— Begin LISTING —

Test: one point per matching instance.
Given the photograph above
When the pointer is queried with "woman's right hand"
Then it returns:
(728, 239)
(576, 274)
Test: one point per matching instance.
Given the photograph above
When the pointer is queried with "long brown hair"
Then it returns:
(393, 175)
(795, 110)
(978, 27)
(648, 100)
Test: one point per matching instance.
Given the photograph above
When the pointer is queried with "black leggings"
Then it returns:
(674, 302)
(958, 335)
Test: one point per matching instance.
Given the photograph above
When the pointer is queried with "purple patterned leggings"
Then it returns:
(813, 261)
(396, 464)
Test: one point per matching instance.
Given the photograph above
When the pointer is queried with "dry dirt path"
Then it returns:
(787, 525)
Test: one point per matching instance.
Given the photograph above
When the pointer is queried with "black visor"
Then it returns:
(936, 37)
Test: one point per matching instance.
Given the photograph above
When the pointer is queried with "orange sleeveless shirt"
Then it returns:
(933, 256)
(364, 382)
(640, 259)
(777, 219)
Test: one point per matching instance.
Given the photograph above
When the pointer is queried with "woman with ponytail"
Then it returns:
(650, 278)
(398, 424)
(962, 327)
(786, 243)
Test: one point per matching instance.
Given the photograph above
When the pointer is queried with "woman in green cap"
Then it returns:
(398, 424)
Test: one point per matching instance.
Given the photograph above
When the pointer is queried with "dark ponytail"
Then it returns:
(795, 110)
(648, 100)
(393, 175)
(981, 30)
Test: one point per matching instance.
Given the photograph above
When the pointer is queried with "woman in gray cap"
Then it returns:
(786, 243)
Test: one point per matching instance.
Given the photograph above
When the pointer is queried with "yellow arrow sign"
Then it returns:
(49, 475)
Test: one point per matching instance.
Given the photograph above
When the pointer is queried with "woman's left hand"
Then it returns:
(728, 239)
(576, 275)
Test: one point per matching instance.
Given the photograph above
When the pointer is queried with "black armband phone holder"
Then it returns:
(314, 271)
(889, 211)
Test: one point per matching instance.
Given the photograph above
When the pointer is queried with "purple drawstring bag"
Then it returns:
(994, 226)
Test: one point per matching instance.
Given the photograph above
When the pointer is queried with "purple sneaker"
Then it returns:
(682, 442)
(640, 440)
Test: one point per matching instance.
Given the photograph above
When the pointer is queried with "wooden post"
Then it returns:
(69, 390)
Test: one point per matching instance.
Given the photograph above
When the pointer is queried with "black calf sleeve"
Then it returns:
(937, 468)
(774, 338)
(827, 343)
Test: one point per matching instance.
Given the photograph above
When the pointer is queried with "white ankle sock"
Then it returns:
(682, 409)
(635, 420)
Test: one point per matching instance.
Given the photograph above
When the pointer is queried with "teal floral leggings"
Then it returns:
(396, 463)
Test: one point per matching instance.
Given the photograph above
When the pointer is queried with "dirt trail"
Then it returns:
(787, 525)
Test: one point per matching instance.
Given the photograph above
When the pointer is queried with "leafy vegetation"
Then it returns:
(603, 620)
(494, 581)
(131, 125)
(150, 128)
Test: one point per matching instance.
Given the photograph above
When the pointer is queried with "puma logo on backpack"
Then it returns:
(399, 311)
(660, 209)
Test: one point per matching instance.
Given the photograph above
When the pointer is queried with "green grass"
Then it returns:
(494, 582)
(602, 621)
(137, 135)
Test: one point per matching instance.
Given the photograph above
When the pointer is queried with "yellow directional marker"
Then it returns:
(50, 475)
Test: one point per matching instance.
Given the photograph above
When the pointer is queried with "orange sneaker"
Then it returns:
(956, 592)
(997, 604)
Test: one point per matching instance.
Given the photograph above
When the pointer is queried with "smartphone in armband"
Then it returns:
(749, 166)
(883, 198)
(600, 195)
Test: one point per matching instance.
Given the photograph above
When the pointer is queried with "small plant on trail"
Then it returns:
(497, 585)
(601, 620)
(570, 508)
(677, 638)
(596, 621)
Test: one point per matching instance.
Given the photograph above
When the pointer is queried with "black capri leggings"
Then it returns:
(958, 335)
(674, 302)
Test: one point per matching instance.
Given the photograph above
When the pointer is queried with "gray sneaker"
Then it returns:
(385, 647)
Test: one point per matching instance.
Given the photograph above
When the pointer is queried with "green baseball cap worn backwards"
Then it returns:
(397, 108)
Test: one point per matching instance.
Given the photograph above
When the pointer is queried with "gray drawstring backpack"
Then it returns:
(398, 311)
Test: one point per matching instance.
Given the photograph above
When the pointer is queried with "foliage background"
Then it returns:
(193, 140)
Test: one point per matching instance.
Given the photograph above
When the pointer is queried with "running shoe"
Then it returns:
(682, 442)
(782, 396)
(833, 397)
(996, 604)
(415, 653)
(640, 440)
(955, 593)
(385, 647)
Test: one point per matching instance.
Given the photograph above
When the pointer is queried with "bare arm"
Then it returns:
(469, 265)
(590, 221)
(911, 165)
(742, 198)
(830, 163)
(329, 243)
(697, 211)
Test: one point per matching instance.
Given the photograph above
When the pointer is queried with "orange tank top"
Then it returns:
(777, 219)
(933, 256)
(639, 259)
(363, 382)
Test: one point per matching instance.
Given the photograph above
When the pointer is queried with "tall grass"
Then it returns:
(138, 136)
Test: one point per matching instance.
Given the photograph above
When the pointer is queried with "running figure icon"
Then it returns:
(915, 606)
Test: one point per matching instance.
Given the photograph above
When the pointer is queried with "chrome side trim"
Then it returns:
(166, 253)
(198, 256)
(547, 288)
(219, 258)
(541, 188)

— End LISTING —

GOAL:
Return the listing above word for word.

FULL RESPONSE:
Test: one point per matching instance.
Given the photograph above
When the pointer is queried with "woman's right hand"
Then it returns:
(728, 239)
(576, 274)
Test: one point per matching instance.
Given the photograph above
When the pointer is queried with "long brown hair"
Then it returns:
(393, 175)
(795, 110)
(978, 27)
(648, 100)
Test: one point per matching instance.
Given the photograph above
When the pointer is queried with "black leggings"
Then it returns:
(674, 302)
(958, 335)
Test: one point per matching instance.
Given the photograph above
When the pointer is queried with "purple patterned leggings"
Then it returns:
(813, 261)
(396, 464)
Test: one point per matching instance.
Given the photograph above
When the pointer is queried with "dry dirt path"
Then it returns:
(787, 525)
Test: one point per matching instance.
Given the photograph above
When the pointer is queried with "black visor"
Then it returns:
(936, 37)
Test: one point per matching instance.
Given the photograph above
When the pointer is queried with "orange sleeveless shirt"
Then it returns:
(933, 256)
(364, 382)
(640, 259)
(777, 219)
Test: one point per matching instance.
Given the photograph above
When the pointer is queried with "woman with ponytail"
Then it returns:
(650, 278)
(398, 424)
(962, 327)
(786, 243)
Test: one point per matching instance.
Given the photograph above
When the pointer is queried with "woman in green cap"
Then it returns:
(398, 424)
Test: one point per matching instance.
Given the photograph above
When the pointer is queried with "dark ponytail"
Then it returns:
(795, 110)
(648, 100)
(393, 175)
(981, 30)
Test: one point per matching instance.
Given the photograph above
When the pointer is queried with "woman in gray cap"
Then it returns:
(786, 243)
Test: one point per matching instance.
Given the photograph above
When the pointer is queried with "yellow arrow sign"
Then it returns:
(49, 475)
Test: one point per matching instance.
Given the photograph above
When the pointer is queried with "woman's left hand"
Then it returns:
(728, 239)
(576, 275)
Test: one point per matching instance.
Given the photograph above
When the pointer is queried with "black armband phone holder"
Then it returns:
(314, 271)
(889, 211)
Test: one point per matching instance.
Given the photograph above
When the pointer is queried with "purple drawstring bag"
Then it returns:
(994, 226)
Test: one point per matching instance.
Given the photograph above
When the pointer is queried with "purple sneaker"
Then it returns:
(682, 442)
(640, 440)
Test: one point per matching instance.
Given the photograph above
When the pointer is queried with "wooden post"
Then it returns:
(69, 390)
Test: one point per matching instance.
Given the photograph above
When the pointer is queried with "black calf sleeve"
Then it returns:
(937, 468)
(774, 338)
(827, 343)
Test: one point per matching instance.
Given the photograph above
When the pointer is queried with "white ankle sock"
Then it returns:
(682, 409)
(635, 420)
Test: one point per matching instance.
Given the photograph above
When the pointer is queried with "teal floral leggings"
Then it returns:
(396, 463)
Test: one point per matching instance.
Given the photograph above
When the pointer is queried with "dirt trail"
Then it returns:
(787, 525)
Test: one point per matching instance.
Given the photograph above
When the pointer is queried with "leafy vegetation"
Then it returns:
(603, 620)
(494, 581)
(131, 125)
(150, 128)
Test: one point per matching instance.
Given the photograph above
When the pointer is queried with "puma logo on backpack"
Then it returns:
(399, 311)
(660, 209)
Test: one point per matching instance.
Given the photograph above
When the pointer is queried with "green grass"
Then it returns:
(494, 582)
(602, 621)
(137, 135)
Test: one point per matching instance.
Given the photograph above
When the pointer is queried with "yellow directional marker"
Then it returns:
(50, 475)
Test: one point per matching instance.
Given the photograph above
When the pointer is queried with "orange sneaker"
Then it returns:
(956, 592)
(997, 604)
Test: one point per matching instance.
Given the photograph above
When the pointer is queried with "smartphone in armband"
Then it returns:
(749, 166)
(883, 198)
(600, 195)
Test: one point per matching instance.
Given the photograph above
When the pointer is queried with "small plant on trail"
Then it returns:
(497, 585)
(601, 620)
(570, 508)
(677, 638)
(596, 621)
Test: one point per matching instance.
Given the photograph above
When the pointer is queried with "black capri leggings"
Then it returns:
(958, 335)
(674, 302)
Test: one point per matching instance.
Given the photograph above
When the pointer is queried with "gray sneaker"
Then it returns:
(385, 647)
Test: one point per matching instance.
Given the photograph above
When the pointer is queried with "green baseball cap worn backwards"
Then it returns:
(397, 108)
Test: one point per matching instance.
Given the photograph above
When the pointer is queried with "gray drawstring backpack"
Then it returns:
(398, 311)
Test: one point per matching instance.
Given the photograph above
When the pointer is queried with "foliage background"
Then it returns:
(193, 140)
Test: one point per matching instance.
Given the photograph above
When the pointer is queried with "running shoe"
Then it returns:
(682, 442)
(782, 396)
(833, 397)
(996, 604)
(415, 653)
(640, 440)
(955, 593)
(385, 647)
Test: one point per matching instance.
Given the photograph above
When the pointer is queried with "bare arm"
Then it returns:
(469, 265)
(590, 221)
(911, 165)
(742, 198)
(830, 163)
(329, 243)
(697, 211)
Test: one point per matching instance.
Given the photograph above
When the pointer is queried with "orange tank top"
Then it returns:
(777, 219)
(933, 256)
(639, 259)
(363, 382)
Test: one point per matching instance.
Given the photograph above
When the pointer is queried with "tall grass"
Then it returns:
(138, 136)
Test: one point per matching instance.
Given the photograph above
When the pointer is queried with "running figure icon"
Then it returns:
(915, 606)
Test: one point per matching instance.
Given the photograph above
When the pointer is queried with "chrome side trim"
Then it returns:
(166, 253)
(198, 256)
(547, 288)
(219, 258)
(541, 188)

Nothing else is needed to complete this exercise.